--- START PROVIDED ENTRIES ---
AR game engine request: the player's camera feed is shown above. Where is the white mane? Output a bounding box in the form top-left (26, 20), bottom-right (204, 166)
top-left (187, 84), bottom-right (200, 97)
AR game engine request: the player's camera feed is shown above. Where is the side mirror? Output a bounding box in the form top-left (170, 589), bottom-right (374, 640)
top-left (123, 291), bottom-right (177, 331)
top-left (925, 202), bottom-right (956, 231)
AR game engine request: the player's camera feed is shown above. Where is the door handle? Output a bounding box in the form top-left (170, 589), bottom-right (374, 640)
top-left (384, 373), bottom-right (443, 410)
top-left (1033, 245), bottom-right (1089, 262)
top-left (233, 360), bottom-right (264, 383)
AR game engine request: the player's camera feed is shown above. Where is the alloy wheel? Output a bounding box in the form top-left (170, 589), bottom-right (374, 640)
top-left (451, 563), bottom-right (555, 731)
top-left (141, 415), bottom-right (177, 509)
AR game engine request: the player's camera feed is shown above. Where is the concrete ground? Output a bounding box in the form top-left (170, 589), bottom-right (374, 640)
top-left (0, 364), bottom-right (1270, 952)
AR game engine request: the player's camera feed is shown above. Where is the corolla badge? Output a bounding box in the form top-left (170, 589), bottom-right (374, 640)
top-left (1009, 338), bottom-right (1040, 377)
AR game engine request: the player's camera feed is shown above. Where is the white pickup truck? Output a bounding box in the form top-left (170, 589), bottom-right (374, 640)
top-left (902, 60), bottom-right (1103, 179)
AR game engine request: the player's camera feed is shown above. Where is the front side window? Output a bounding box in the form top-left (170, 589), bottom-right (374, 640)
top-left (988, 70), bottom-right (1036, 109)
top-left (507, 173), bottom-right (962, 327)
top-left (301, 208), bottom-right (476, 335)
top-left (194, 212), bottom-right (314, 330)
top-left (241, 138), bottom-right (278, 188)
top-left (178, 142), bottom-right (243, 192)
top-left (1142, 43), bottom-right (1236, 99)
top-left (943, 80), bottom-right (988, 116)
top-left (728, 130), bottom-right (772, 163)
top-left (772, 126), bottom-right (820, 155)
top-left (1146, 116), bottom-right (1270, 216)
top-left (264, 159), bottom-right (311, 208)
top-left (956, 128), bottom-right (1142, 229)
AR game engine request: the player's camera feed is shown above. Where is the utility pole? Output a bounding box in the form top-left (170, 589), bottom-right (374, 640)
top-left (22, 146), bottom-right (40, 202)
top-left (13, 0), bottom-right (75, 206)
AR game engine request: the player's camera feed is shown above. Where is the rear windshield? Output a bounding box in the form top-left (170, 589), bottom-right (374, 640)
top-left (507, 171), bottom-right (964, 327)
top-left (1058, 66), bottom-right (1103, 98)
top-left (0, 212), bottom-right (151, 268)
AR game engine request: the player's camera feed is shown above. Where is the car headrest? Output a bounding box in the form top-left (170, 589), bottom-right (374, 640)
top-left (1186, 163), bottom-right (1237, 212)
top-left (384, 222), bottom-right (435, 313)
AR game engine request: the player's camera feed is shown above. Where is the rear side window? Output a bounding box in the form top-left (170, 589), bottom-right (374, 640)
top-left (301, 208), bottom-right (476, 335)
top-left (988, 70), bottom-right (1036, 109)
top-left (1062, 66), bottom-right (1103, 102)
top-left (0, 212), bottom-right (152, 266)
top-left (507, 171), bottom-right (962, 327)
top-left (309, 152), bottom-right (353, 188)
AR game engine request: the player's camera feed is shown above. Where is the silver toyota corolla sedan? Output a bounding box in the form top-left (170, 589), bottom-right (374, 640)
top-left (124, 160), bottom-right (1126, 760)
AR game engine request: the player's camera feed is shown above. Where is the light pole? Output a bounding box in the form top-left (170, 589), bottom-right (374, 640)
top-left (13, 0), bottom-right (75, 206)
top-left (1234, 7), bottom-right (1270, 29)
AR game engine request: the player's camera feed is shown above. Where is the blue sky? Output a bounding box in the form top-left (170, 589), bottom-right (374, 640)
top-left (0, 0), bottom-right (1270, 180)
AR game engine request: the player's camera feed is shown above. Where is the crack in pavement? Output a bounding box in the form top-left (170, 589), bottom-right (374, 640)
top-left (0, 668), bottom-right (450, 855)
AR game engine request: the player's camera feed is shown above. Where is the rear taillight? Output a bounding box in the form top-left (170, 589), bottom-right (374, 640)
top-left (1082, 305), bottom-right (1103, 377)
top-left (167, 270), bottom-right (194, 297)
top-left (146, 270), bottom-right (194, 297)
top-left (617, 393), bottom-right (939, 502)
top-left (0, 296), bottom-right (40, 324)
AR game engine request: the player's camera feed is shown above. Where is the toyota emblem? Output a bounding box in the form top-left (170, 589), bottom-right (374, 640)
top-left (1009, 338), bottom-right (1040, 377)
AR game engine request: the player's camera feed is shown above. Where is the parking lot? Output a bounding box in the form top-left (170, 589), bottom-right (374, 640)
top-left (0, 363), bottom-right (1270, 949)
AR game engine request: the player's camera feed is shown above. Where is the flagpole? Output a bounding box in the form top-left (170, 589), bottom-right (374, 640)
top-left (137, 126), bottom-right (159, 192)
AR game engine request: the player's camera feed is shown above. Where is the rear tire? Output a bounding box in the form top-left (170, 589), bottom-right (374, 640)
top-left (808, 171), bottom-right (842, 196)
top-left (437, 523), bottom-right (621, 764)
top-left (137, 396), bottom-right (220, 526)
--- END PROVIDED ENTRIES ---
GIVEN TASK - Repeat every row above word for word, with no changes.

THE OUTPUT -
AR game engine request: the player's camera feed is shown above. Where is the white mane? Output a bounding box in the form top-left (26, 20), bottom-right (204, 166)
top-left (187, 84), bottom-right (200, 97)
AR game engine request: the player's camera feed is shown above. Where is the side mirror? Output a bounding box in the form top-left (170, 589), bottom-right (374, 640)
top-left (123, 291), bottom-right (177, 331)
top-left (925, 202), bottom-right (956, 231)
AR game engine request: the player's camera feed is shown above. Where is the door handle? Output a bounding box in the form top-left (170, 589), bottom-right (374, 640)
top-left (384, 373), bottom-right (443, 410)
top-left (1033, 245), bottom-right (1089, 262)
top-left (233, 360), bottom-right (264, 383)
AR game engine request: the player's camera feed is shown above. Where is the alloy wheel? Output a bounding box in the form top-left (170, 589), bottom-right (374, 640)
top-left (451, 563), bottom-right (555, 731)
top-left (141, 415), bottom-right (177, 509)
AR game engine request: the player's camera feed is shown above. Where is the concrete ground? Output a bounding box in the form top-left (170, 589), bottom-right (374, 640)
top-left (0, 364), bottom-right (1270, 952)
AR game engine request: the player's camera feed is shown above. Where is the corolla badge? Output a bounding box in the form top-left (170, 589), bottom-right (374, 640)
top-left (1009, 338), bottom-right (1040, 377)
AR game engine request: the player's camera feed is shown above. Where is the white pickup truck? Output a bounding box in the form top-left (170, 589), bottom-right (374, 640)
top-left (902, 60), bottom-right (1103, 179)
AR game engine request: the player's camera feed is shown above. Where is the front side window? Output a bounding box in the form top-left (170, 589), bottom-right (374, 640)
top-left (988, 70), bottom-right (1036, 109)
top-left (507, 173), bottom-right (962, 327)
top-left (301, 208), bottom-right (476, 335)
top-left (194, 212), bottom-right (314, 330)
top-left (241, 138), bottom-right (278, 188)
top-left (178, 142), bottom-right (243, 192)
top-left (1142, 43), bottom-right (1236, 99)
top-left (943, 80), bottom-right (988, 116)
top-left (728, 130), bottom-right (772, 163)
top-left (772, 126), bottom-right (820, 155)
top-left (1146, 116), bottom-right (1270, 216)
top-left (264, 159), bottom-right (311, 208)
top-left (956, 128), bottom-right (1142, 229)
AR game engine request: the player's camera feed is shown above. Where is the utility pole? Output a bounding box in the form top-left (170, 589), bottom-right (374, 640)
top-left (22, 146), bottom-right (40, 202)
top-left (13, 0), bottom-right (75, 206)
AR game engine request: the player's camera feed is shown above. Where is the rear windshield? Output a bounding box in the form top-left (170, 589), bottom-right (374, 640)
top-left (507, 171), bottom-right (964, 327)
top-left (1058, 66), bottom-right (1103, 98)
top-left (0, 212), bottom-right (151, 268)
AR game engine request: the player's camera feed is shown above. Where is the car headrest? Output a bounding box in the form top-left (170, 589), bottom-right (374, 640)
top-left (1186, 163), bottom-right (1237, 212)
top-left (384, 222), bottom-right (435, 313)
AR game engine request: the player's camera feed is shown above. Where is the rear side window? Output a bounding box in the form top-left (170, 589), bottom-right (374, 640)
top-left (301, 208), bottom-right (476, 335)
top-left (988, 70), bottom-right (1036, 109)
top-left (1062, 66), bottom-right (1103, 102)
top-left (0, 212), bottom-right (152, 266)
top-left (507, 171), bottom-right (962, 327)
top-left (309, 152), bottom-right (353, 188)
AR game engine request: the player's camera feed is shown above. Where is the silver toyota corolla sedan? Output a bounding box in the form top-left (170, 589), bottom-right (374, 640)
top-left (124, 160), bottom-right (1126, 760)
AR game engine request: the player's camera feed is shown above. Where is the light pole? Output a bounding box in the form top-left (170, 589), bottom-right (374, 640)
top-left (13, 0), bottom-right (75, 206)
top-left (1234, 7), bottom-right (1270, 29)
AR game engine request: the player's camera feed is shown above. Where is the blue sky? Output a bounding box in the form top-left (170, 589), bottom-right (374, 640)
top-left (0, 0), bottom-right (1270, 180)
AR game engine request: the player's camera feed is shown above. Where is the crack in pavement? Output a bounding box in the form top-left (170, 589), bottom-right (374, 640)
top-left (0, 668), bottom-right (450, 855)
AR game engine request: the player's camera feed is shown above. Where is the rear taillight? Output a bounding box in the form top-left (170, 589), bottom-right (374, 640)
top-left (1082, 305), bottom-right (1103, 377)
top-left (167, 270), bottom-right (194, 297)
top-left (146, 270), bottom-right (194, 297)
top-left (617, 393), bottom-right (939, 502)
top-left (0, 296), bottom-right (40, 324)
AR game engine request: the player's camera feed is shown above. Where is the toyota emblem? Output a bounding box in the form top-left (170, 589), bottom-right (374, 640)
top-left (1009, 338), bottom-right (1040, 377)
AR game engine request: the player's camera feed is shown above. Where is the parking lot? Output a bounding box in the form top-left (170, 589), bottom-right (374, 640)
top-left (0, 363), bottom-right (1270, 949)
AR game engine request: the player's camera feed is shown above. Where is the flagpole? Output a bounding box in the form top-left (170, 589), bottom-right (374, 640)
top-left (137, 126), bottom-right (159, 192)
AR game engine request: the player's camera feed is shown above. Where is the rear tire? Output a bounding box in the form top-left (170, 589), bottom-right (374, 640)
top-left (808, 171), bottom-right (842, 196)
top-left (437, 523), bottom-right (621, 764)
top-left (137, 396), bottom-right (220, 526)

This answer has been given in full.